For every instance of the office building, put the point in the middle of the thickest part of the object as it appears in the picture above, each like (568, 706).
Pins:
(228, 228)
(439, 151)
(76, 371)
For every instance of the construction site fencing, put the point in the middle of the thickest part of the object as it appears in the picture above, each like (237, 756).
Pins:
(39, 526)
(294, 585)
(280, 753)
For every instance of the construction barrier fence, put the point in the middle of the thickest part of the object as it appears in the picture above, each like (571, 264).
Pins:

────────────────────

• WHAT IS ASKED: Reproduce every one of the records above line for line, with no changes to any wording, number, or punctuation.

• OUTPUT BELOW:
For every instance of the office building, put the point in the middle of the thickest part of the object as it appears in the picture above, each like (568, 706).
Pins:
(228, 228)
(439, 151)
(76, 371)
For every instance of the construction site fencing, put the point in the middle of the thickest part of the object as it appears in the picture above, each like (237, 756).
Pins:
(39, 526)
(294, 585)
(280, 753)
For every instance of the construction barrier fence, put the point in the middle of the thickest part of the object as it appears in the picture above, each like (571, 264).
Pins:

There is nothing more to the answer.